■ Goal 1
In the diesel Cruze turbo thread, why does the original poster want to avoid spending much on the car? Answer in one to three sentences.
■ Goal 2
Carry the diesel Cruze turbo thread forward from its last line.

# Help me find a replacement turbo for my diesel cruze!!!



## joegamey2j (Feb 9, 2021)

Hey everyone! I have a 2014 diesel cruze that the engine was blown. Its a long story but I have a replacement engine for it, but i need a turbo... Does anyone have one they want to sale or is there any alternative part numbers for them. Im just finding new ones for a crazy amount of money.

My plan is to get the car fixed and sale it, so I don't want to put a ton of money in it.

Please help!!!!


----------



## JLL (Sep 12, 2017)

joegamey2j said:


> Hey everyone! I have a 2014 diesel cruze that the engine was blown. Its a long story but I have a replacement engine for it, but i need a turbo... Does anyone have one they want to sale or is there any alternative part numbers for them. Im just finding new ones for a crazy amount of money.
> 
> My plan is to get the car fixed and sale it, so I don't want to put a ton of money in it.
> 
> Please help!!!!


Turbos are crazy amounts of money. They are very intricately designed components.


----------



## TDCruze (Sep 26, 2014)

Best bet for a cheaper turbo is from a wrecker, but this is not a common engine, so it may be hard to find.


----------



## MP81 (Jul 20, 2015)

JLL said:


> Turbos are crazy amounts of money. They are very intricately designed components.


Yep - if it's cheap, you have to wonder why. Even cheap Chinese turbos (which have gotten _far_ better than they used to be...and thus the price has increased) aren't _that_ cheap anymore.


----------



## Chad20101 (Jul 23, 2019)

joegamey2j said:


> Hey everyone! I have a 2014 diesel cruze that the engine was blown. Its a long story but I have a replacement engine for it, but i need a turbo... Does anyone have one they want to sale or is there any alternative part numbers for them. Im just finding new ones for a crazy amount of money.
> 
> My plan is to get the car fixed and sale it, so I don't want to put a ton of money in it.
> 
> Please help!!!!

■ Stored data
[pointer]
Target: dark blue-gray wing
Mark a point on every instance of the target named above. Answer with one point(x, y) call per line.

■ Written response 1
The original poster wants to avoid spending much because the plan is to get the car fixed and then sell it.

■ Written response 2
2014-2015 Chevrolet Cruze Engine Turbocharger 55581063 | GMPartsDirect.com


2014-2015 Chevrolet Cruze part # 55581063 - Engine Turbocharger




www.gmpartsdirect.com


----------



## kelaog (Aug 1, 2019)

joegamey2j said:


> Hey everyone! I have a 2014 diesel cruze that the engine was blown. Its a long story but I have a replacement engine for it, but i need a turbo... Does anyone have one they want to sale or is there any alternative part numbers for them. Im just finding new ones for a crazy amount of money.
> 
> My plan is to get the car fixed and sale it, so I don't want to put a ton of money in it.
> 
> Please help!!!!


Can you repurpose the turbo from the blown engine that you have? Or is that dead too?

$1200 for a new turbo isn't outrageous but if you can try and find a used one or potentially an aftermarket even if it is a little bigger


----------



## Thebigzeus (Dec 2, 2018)

kelaog said:


> $1200 for a new turbo isn't outrageous but if you can try and find a used one or potentially an aftermarket even if it is a little bigger


Agree.


----------



## 15cruzediesel (Sep 30, 2019)

Get quotes from a rebuilder assuming it is salvageable.


----------



## kelaog (Aug 1, 2019)

15cruzediesel said:


> Get quotes from a rebuilder assuming it is salvageable.


Agreed. You definitely can rebuild turbochargers.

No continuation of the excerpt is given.